__Instruction__:
Your copy of the material must match it exactly, except that pictures are dropped.

Object detection data:
>>>>>

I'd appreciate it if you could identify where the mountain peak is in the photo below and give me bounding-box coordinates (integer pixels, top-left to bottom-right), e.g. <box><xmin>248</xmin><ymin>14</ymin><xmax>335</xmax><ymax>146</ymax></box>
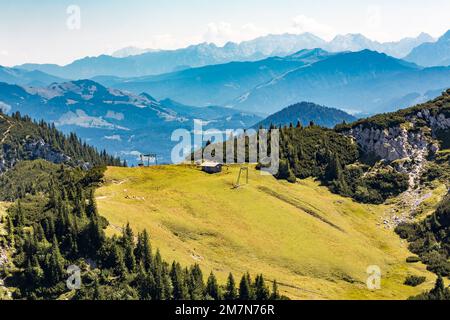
<box><xmin>439</xmin><ymin>30</ymin><xmax>450</xmax><ymax>41</ymax></box>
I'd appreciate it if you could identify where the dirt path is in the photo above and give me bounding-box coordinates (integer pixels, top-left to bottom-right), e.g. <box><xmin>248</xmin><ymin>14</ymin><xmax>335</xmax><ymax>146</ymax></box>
<box><xmin>383</xmin><ymin>150</ymin><xmax>431</xmax><ymax>229</ymax></box>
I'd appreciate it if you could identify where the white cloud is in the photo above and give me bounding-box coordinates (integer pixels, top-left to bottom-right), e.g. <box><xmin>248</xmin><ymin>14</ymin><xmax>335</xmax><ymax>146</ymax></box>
<box><xmin>203</xmin><ymin>22</ymin><xmax>233</xmax><ymax>45</ymax></box>
<box><xmin>104</xmin><ymin>134</ymin><xmax>122</xmax><ymax>141</ymax></box>
<box><xmin>105</xmin><ymin>110</ymin><xmax>125</xmax><ymax>121</ymax></box>
<box><xmin>289</xmin><ymin>15</ymin><xmax>336</xmax><ymax>40</ymax></box>
<box><xmin>366</xmin><ymin>5</ymin><xmax>382</xmax><ymax>29</ymax></box>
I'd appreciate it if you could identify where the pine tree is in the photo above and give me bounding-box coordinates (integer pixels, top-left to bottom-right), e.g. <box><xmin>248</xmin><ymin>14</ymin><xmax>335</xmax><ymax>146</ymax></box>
<box><xmin>47</xmin><ymin>236</ymin><xmax>64</xmax><ymax>284</ymax></box>
<box><xmin>170</xmin><ymin>261</ymin><xmax>189</xmax><ymax>300</ymax></box>
<box><xmin>270</xmin><ymin>280</ymin><xmax>280</xmax><ymax>300</ymax></box>
<box><xmin>239</xmin><ymin>275</ymin><xmax>252</xmax><ymax>300</ymax></box>
<box><xmin>255</xmin><ymin>274</ymin><xmax>270</xmax><ymax>300</ymax></box>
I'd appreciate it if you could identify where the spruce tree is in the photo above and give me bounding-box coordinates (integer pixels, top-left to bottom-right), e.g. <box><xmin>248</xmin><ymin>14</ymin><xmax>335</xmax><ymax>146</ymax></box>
<box><xmin>239</xmin><ymin>274</ymin><xmax>251</xmax><ymax>300</ymax></box>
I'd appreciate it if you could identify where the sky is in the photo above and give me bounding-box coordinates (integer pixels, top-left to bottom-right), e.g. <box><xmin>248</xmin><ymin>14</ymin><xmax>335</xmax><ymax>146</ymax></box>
<box><xmin>0</xmin><ymin>0</ymin><xmax>450</xmax><ymax>66</ymax></box>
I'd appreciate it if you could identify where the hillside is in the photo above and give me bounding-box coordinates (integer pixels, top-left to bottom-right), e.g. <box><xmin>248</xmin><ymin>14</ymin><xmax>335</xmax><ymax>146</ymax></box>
<box><xmin>0</xmin><ymin>80</ymin><xmax>262</xmax><ymax>164</ymax></box>
<box><xmin>18</xmin><ymin>33</ymin><xmax>433</xmax><ymax>79</ymax></box>
<box><xmin>0</xmin><ymin>112</ymin><xmax>121</xmax><ymax>175</ymax></box>
<box><xmin>405</xmin><ymin>30</ymin><xmax>450</xmax><ymax>67</ymax></box>
<box><xmin>103</xmin><ymin>49</ymin><xmax>334</xmax><ymax>106</ymax></box>
<box><xmin>96</xmin><ymin>166</ymin><xmax>442</xmax><ymax>299</ymax></box>
<box><xmin>254</xmin><ymin>102</ymin><xmax>356</xmax><ymax>128</ymax></box>
<box><xmin>229</xmin><ymin>50</ymin><xmax>450</xmax><ymax>114</ymax></box>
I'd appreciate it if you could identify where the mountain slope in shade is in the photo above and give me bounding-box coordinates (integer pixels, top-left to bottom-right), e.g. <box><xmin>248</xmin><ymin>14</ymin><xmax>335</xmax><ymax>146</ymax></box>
<box><xmin>100</xmin><ymin>49</ymin><xmax>335</xmax><ymax>106</ymax></box>
<box><xmin>0</xmin><ymin>80</ymin><xmax>262</xmax><ymax>164</ymax></box>
<box><xmin>230</xmin><ymin>50</ymin><xmax>450</xmax><ymax>113</ymax></box>
<box><xmin>324</xmin><ymin>33</ymin><xmax>435</xmax><ymax>58</ymax></box>
<box><xmin>405</xmin><ymin>30</ymin><xmax>450</xmax><ymax>67</ymax></box>
<box><xmin>19</xmin><ymin>33</ymin><xmax>434</xmax><ymax>79</ymax></box>
<box><xmin>255</xmin><ymin>102</ymin><xmax>357</xmax><ymax>128</ymax></box>
<box><xmin>0</xmin><ymin>66</ymin><xmax>64</xmax><ymax>86</ymax></box>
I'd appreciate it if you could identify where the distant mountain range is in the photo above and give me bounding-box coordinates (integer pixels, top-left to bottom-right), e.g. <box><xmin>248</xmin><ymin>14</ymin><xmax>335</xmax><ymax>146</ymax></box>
<box><xmin>0</xmin><ymin>80</ymin><xmax>263</xmax><ymax>163</ymax></box>
<box><xmin>94</xmin><ymin>49</ymin><xmax>450</xmax><ymax>114</ymax></box>
<box><xmin>18</xmin><ymin>33</ymin><xmax>444</xmax><ymax>79</ymax></box>
<box><xmin>232</xmin><ymin>50</ymin><xmax>450</xmax><ymax>113</ymax></box>
<box><xmin>254</xmin><ymin>102</ymin><xmax>357</xmax><ymax>128</ymax></box>
<box><xmin>0</xmin><ymin>66</ymin><xmax>65</xmax><ymax>87</ymax></box>
<box><xmin>405</xmin><ymin>30</ymin><xmax>450</xmax><ymax>67</ymax></box>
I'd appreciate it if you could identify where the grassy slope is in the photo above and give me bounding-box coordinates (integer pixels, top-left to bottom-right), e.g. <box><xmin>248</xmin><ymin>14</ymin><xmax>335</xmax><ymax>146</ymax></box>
<box><xmin>97</xmin><ymin>166</ymin><xmax>435</xmax><ymax>299</ymax></box>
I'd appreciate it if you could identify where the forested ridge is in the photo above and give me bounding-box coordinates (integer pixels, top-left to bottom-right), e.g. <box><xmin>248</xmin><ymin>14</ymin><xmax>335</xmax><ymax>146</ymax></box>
<box><xmin>0</xmin><ymin>114</ymin><xmax>285</xmax><ymax>300</ymax></box>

<<<<<

__Written reply__:
I'd appreciate it if you could identify where the mountain peak is in the photo below and give me bounding-box coordinates (integer pixels, top-left to bottom-right), e.g. <box><xmin>248</xmin><ymin>14</ymin><xmax>335</xmax><ymax>146</ymax></box>
<box><xmin>439</xmin><ymin>30</ymin><xmax>450</xmax><ymax>41</ymax></box>
I'd appreciate it if you could identify where the dirt path is in the photo above and give me bounding-box coordinates (integer pixels, top-left to bottom-right), e.g. <box><xmin>248</xmin><ymin>14</ymin><xmax>335</xmax><ymax>146</ymax></box>
<box><xmin>383</xmin><ymin>150</ymin><xmax>431</xmax><ymax>229</ymax></box>
I'd appreciate it if you could identify where the white cloud is in the photo above and give me bounding-box coordinates (integer pixels, top-left to bottom-right), e.g. <box><xmin>248</xmin><ymin>14</ymin><xmax>335</xmax><ymax>146</ymax></box>
<box><xmin>203</xmin><ymin>22</ymin><xmax>233</xmax><ymax>45</ymax></box>
<box><xmin>104</xmin><ymin>134</ymin><xmax>122</xmax><ymax>141</ymax></box>
<box><xmin>105</xmin><ymin>110</ymin><xmax>125</xmax><ymax>121</ymax></box>
<box><xmin>289</xmin><ymin>15</ymin><xmax>336</xmax><ymax>40</ymax></box>
<box><xmin>366</xmin><ymin>5</ymin><xmax>382</xmax><ymax>29</ymax></box>
I'd appreciate it if you could identify where the pine tree is in the photo above and give me bounding-box coordinates (integer pixels, top-left to bottom-right), e.g. <box><xmin>248</xmin><ymin>14</ymin><xmax>335</xmax><ymax>146</ymax></box>
<box><xmin>47</xmin><ymin>236</ymin><xmax>64</xmax><ymax>284</ymax></box>
<box><xmin>170</xmin><ymin>261</ymin><xmax>189</xmax><ymax>300</ymax></box>
<box><xmin>270</xmin><ymin>280</ymin><xmax>280</xmax><ymax>300</ymax></box>
<box><xmin>239</xmin><ymin>275</ymin><xmax>252</xmax><ymax>300</ymax></box>
<box><xmin>255</xmin><ymin>274</ymin><xmax>270</xmax><ymax>300</ymax></box>
I'd appreciate it if you could identify where the spruce tree is in the photo above and give me bounding-box coordinates (integer pixels, top-left to bottom-right), e.g. <box><xmin>248</xmin><ymin>14</ymin><xmax>335</xmax><ymax>146</ymax></box>
<box><xmin>239</xmin><ymin>274</ymin><xmax>251</xmax><ymax>300</ymax></box>
I'd appreciate it if you could identify where the sky is in the photo above and give me bounding-box coordinates (integer pixels, top-left to bottom-right), e.g. <box><xmin>248</xmin><ymin>14</ymin><xmax>335</xmax><ymax>146</ymax></box>
<box><xmin>0</xmin><ymin>0</ymin><xmax>450</xmax><ymax>66</ymax></box>
I'd appreciate it if you could identify where the hillside is in the photo above and give me bounding-box coordinates (integer pixels, top-left to bottom-right), e.g. <box><xmin>248</xmin><ymin>14</ymin><xmax>335</xmax><ymax>146</ymax></box>
<box><xmin>0</xmin><ymin>80</ymin><xmax>262</xmax><ymax>164</ymax></box>
<box><xmin>18</xmin><ymin>33</ymin><xmax>433</xmax><ymax>79</ymax></box>
<box><xmin>0</xmin><ymin>112</ymin><xmax>121</xmax><ymax>175</ymax></box>
<box><xmin>405</xmin><ymin>30</ymin><xmax>450</xmax><ymax>67</ymax></box>
<box><xmin>103</xmin><ymin>49</ymin><xmax>334</xmax><ymax>106</ymax></box>
<box><xmin>96</xmin><ymin>166</ymin><xmax>442</xmax><ymax>299</ymax></box>
<box><xmin>254</xmin><ymin>102</ymin><xmax>356</xmax><ymax>128</ymax></box>
<box><xmin>229</xmin><ymin>50</ymin><xmax>450</xmax><ymax>114</ymax></box>
I'd appreciate it if you could identify where the mountain slope in shade is in the photo above and give me bounding-box coordinates (integer pixels, top-left to bottom-right), e.g. <box><xmin>248</xmin><ymin>14</ymin><xmax>335</xmax><ymax>146</ymax></box>
<box><xmin>100</xmin><ymin>49</ymin><xmax>335</xmax><ymax>106</ymax></box>
<box><xmin>0</xmin><ymin>80</ymin><xmax>262</xmax><ymax>164</ymax></box>
<box><xmin>230</xmin><ymin>50</ymin><xmax>450</xmax><ymax>113</ymax></box>
<box><xmin>324</xmin><ymin>33</ymin><xmax>435</xmax><ymax>58</ymax></box>
<box><xmin>405</xmin><ymin>30</ymin><xmax>450</xmax><ymax>67</ymax></box>
<box><xmin>19</xmin><ymin>33</ymin><xmax>434</xmax><ymax>79</ymax></box>
<box><xmin>255</xmin><ymin>102</ymin><xmax>357</xmax><ymax>128</ymax></box>
<box><xmin>0</xmin><ymin>66</ymin><xmax>64</xmax><ymax>86</ymax></box>
I'd appreciate it if you could identify where the distant mountain range is in the photo above and give me bounding-box coordinates (integer pixels, top-left to bottom-right), e.g. <box><xmin>248</xmin><ymin>14</ymin><xmax>335</xmax><ymax>146</ymax></box>
<box><xmin>0</xmin><ymin>80</ymin><xmax>263</xmax><ymax>163</ymax></box>
<box><xmin>94</xmin><ymin>49</ymin><xmax>450</xmax><ymax>114</ymax></box>
<box><xmin>18</xmin><ymin>33</ymin><xmax>444</xmax><ymax>79</ymax></box>
<box><xmin>232</xmin><ymin>50</ymin><xmax>450</xmax><ymax>113</ymax></box>
<box><xmin>254</xmin><ymin>102</ymin><xmax>357</xmax><ymax>128</ymax></box>
<box><xmin>0</xmin><ymin>66</ymin><xmax>65</xmax><ymax>87</ymax></box>
<box><xmin>405</xmin><ymin>30</ymin><xmax>450</xmax><ymax>67</ymax></box>
I'd appreciate it if you could identify where the grassy slope is in the photo above and give me bounding-box coordinates (integer pixels, top-left to bottom-right), e.g. <box><xmin>248</xmin><ymin>14</ymin><xmax>335</xmax><ymax>146</ymax></box>
<box><xmin>97</xmin><ymin>166</ymin><xmax>435</xmax><ymax>299</ymax></box>
I'd appreciate it if you could identify where the forested ridge is in the photo above and give me bounding-box coordinates (integer pixels, top-left to bottom-right), e.g. <box><xmin>248</xmin><ymin>14</ymin><xmax>335</xmax><ymax>146</ymax></box>
<box><xmin>0</xmin><ymin>114</ymin><xmax>285</xmax><ymax>300</ymax></box>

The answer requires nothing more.